#### AIM OF THE TASK
An exact copy of all the records is the expected answer.

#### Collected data
╭──
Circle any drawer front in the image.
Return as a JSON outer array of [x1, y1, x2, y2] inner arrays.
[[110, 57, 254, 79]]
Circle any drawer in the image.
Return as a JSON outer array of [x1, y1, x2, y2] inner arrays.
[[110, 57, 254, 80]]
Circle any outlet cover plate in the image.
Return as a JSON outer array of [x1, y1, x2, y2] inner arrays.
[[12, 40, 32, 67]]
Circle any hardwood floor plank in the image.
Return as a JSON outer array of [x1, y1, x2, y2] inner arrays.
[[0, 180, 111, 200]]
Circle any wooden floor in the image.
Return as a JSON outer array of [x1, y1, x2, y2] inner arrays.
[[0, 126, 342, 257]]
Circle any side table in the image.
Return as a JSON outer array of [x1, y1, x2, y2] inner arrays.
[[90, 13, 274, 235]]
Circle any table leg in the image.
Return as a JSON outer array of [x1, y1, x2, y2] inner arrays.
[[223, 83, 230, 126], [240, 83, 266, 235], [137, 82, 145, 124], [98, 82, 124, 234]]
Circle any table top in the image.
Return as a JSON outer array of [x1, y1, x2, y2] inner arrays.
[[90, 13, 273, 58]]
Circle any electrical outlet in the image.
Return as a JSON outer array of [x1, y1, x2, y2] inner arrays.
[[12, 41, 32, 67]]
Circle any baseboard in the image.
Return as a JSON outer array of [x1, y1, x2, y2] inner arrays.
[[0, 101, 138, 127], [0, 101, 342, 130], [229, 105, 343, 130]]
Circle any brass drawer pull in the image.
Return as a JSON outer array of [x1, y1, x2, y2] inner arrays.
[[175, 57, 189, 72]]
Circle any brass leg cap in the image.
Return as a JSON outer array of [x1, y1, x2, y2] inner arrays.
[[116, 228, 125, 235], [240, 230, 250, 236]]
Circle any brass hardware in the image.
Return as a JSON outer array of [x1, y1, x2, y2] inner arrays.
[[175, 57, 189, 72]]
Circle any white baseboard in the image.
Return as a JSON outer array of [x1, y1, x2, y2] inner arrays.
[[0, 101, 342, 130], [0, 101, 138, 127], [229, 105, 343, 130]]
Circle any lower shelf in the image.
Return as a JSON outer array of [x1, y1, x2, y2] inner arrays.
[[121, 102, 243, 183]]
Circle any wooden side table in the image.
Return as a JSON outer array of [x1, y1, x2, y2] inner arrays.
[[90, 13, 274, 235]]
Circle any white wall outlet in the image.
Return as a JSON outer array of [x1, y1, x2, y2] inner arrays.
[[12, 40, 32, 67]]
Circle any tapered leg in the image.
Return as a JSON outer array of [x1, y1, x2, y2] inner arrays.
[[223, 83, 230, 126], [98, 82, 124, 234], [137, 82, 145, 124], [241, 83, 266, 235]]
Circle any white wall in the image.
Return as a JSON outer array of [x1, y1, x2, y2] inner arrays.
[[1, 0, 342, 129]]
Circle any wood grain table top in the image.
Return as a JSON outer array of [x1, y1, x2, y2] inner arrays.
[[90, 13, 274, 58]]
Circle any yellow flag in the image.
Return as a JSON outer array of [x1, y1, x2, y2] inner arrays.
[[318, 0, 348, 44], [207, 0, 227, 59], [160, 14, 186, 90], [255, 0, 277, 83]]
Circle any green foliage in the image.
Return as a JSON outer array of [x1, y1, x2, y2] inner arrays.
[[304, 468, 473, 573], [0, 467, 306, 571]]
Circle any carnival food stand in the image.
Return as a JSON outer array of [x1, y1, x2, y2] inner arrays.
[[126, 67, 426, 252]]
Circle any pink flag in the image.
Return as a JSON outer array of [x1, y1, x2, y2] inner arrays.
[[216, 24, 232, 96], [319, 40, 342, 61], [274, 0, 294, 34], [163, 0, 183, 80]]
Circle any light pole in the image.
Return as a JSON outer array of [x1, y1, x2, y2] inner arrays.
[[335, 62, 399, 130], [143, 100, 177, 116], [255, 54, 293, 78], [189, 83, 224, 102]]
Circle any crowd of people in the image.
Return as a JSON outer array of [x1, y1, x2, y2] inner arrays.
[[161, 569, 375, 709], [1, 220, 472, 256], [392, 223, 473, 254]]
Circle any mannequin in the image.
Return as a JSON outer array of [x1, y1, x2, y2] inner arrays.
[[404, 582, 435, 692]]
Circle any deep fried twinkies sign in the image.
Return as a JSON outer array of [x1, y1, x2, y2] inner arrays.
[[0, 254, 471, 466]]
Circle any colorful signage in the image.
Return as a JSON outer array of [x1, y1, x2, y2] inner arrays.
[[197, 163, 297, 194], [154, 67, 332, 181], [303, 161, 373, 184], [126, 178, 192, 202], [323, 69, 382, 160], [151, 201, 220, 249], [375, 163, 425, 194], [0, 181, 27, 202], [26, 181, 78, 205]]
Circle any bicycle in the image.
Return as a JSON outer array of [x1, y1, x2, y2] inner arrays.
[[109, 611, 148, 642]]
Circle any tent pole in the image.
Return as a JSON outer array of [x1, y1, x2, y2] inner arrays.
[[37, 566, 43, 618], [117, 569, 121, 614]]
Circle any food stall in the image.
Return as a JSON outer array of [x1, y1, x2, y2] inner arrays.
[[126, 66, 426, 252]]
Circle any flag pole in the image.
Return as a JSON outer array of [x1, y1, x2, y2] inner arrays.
╰──
#### FINAL ANSWER
Circle any drawer front in the image.
Return as a JSON outer array of [x1, y1, x2, y2] inner arrays.
[[110, 57, 254, 79]]
Circle any drawer in the image.
Return as a JSON outer array of [x1, y1, x2, y2] inner arrays.
[[110, 57, 254, 80]]
Circle any outlet cover plate in the image.
Return as a JSON outer array of [x1, y1, x2, y2] inner arrays.
[[12, 40, 32, 67]]
Circle any hardwood floor plank in the image.
Return as a JSON outer array of [x1, y1, x2, y2] inner arrays.
[[0, 180, 111, 200]]
Circle any wooden floor in the image.
Return as a JSON outer array of [x1, y1, x2, y2] inner arrays.
[[0, 126, 342, 257]]
Circle any side table in the image.
Return as a JSON outer array of [x1, y1, x2, y2] inner arrays.
[[90, 13, 274, 235]]
Circle any table leg in the image.
Return as a JSON outer array of [x1, y1, x2, y2] inner arrays.
[[223, 83, 230, 126], [240, 83, 266, 235], [137, 82, 145, 124], [98, 82, 124, 234]]
Circle any table top in the image.
Return as a JSON outer array of [x1, y1, x2, y2] inner arrays.
[[90, 13, 273, 58]]
Circle any electrical outlet in the image.
Return as a JSON outer array of [x1, y1, x2, y2] inner arrays.
[[12, 41, 32, 67]]
Circle any baseboard in the image.
Return as a JSON outer array of [x1, y1, x2, y2] inner arrays.
[[0, 101, 138, 127], [0, 101, 342, 130], [229, 105, 343, 130]]
Circle any brass drawer pull in the image.
Return as a JSON outer array of [x1, y1, x2, y2] inner arrays.
[[175, 57, 189, 72]]
Circle any brass leg cap in the image.
Return as a JSON outer array of [x1, y1, x2, y2] inner arrays.
[[116, 228, 125, 235], [240, 230, 250, 236]]
Circle any brass hardware in the image.
Return as a JSON outer array of [x1, y1, x2, y2] inner arrays.
[[175, 57, 189, 72]]
Circle any white baseboard in the image.
Return as a JSON outer array of [x1, y1, x2, y2] inner arrays.
[[0, 101, 342, 130], [0, 101, 138, 127], [229, 105, 343, 130]]
Circle any lower shelf in the image.
Return as a JSON outer array of [x1, y1, x2, y2] inner arrays.
[[121, 102, 243, 183]]
Circle any wooden side table in the image.
Return as a JSON outer array of [x1, y1, x2, y2] inner arrays.
[[90, 13, 274, 235]]
Circle any white wall outlet in the image.
Return as a JSON outer array of [x1, y1, x2, y2] inner arrays.
[[12, 40, 32, 67]]
Circle any tapered leg in the image.
Return as a JSON outer array of [x1, y1, x2, y2] inner arrays.
[[223, 83, 230, 126], [98, 82, 124, 234], [137, 82, 145, 124], [241, 83, 266, 235]]
Circle any white wall in the image.
Return as a JSON outer array of [x1, y1, x2, y2] inner arrays.
[[1, 0, 342, 129]]
Circle any wood grain table top in the image.
Return as a JSON outer array of [x1, y1, x2, y2] inner arrays.
[[90, 13, 274, 58]]
Circle any yellow flag in the image.
Return as a JSON outer array of [x1, y1, x2, y2] inner arrays.
[[318, 0, 348, 44], [207, 0, 227, 59], [160, 14, 186, 90], [255, 0, 277, 83]]
Circle any green foliage in the image.
Return as a JSON outer array of [x1, y1, x2, y2] inner arrays.
[[304, 468, 473, 573], [0, 467, 306, 571]]
Circle any carnival food stand in the image.
Return as a JSON outer array of [x1, y1, x2, y2] inner arrays.
[[126, 67, 426, 252]]
Circle any pink flag in the image.
Return as a JSON outer array of [x1, y1, x2, y2] inner arrays.
[[216, 24, 232, 96], [319, 40, 342, 61], [274, 0, 294, 34], [163, 0, 183, 80]]
Circle any light pole in the image.
Return as a JSON outer array of [x1, y1, x2, y2] inner arrays.
[[335, 62, 399, 130], [143, 100, 177, 116], [255, 54, 293, 78], [189, 83, 224, 102]]
Circle any crowd of people in the image.
Return as a JSON outer array of [x1, y1, x2, y2] inner arrays.
[[161, 569, 375, 709], [1, 220, 472, 256], [392, 223, 473, 254]]
Circle any mannequin in the image.
Return as a JSON outer array of [x1, y1, x2, y2] inner arrays.
[[404, 582, 435, 692]]
Circle any deep fried twinkies sign in the image.
Return as a JSON outer array of [x1, y1, x2, y2] inner arrays.
[[0, 254, 471, 466]]
Circle any colorful signage in the image.
Return as a JSON outer array of [x1, y1, x2, y2] inner arrays.
[[197, 163, 297, 194], [154, 67, 332, 181], [303, 161, 373, 184], [126, 178, 192, 202], [323, 69, 382, 160], [151, 201, 220, 249], [375, 163, 425, 194], [0, 181, 27, 202], [26, 181, 78, 205]]
Circle any bicycle in the image.
Return as a JSON outer array of [x1, y1, x2, y2] inner arrays.
[[109, 611, 148, 642]]
Circle any tent pole in the image.
Return as a JSON outer array of [x1, y1, x2, y2] inner arrays.
[[37, 566, 43, 618], [117, 569, 121, 614]]
Circle any food stall in the image.
Return as a JSON outer array of [x1, y1, x2, y2] inner arrays.
[[126, 66, 426, 252]]
Circle any flag pole in the image.
Return as a JSON outer array of [x1, y1, x2, y2] inner arrays.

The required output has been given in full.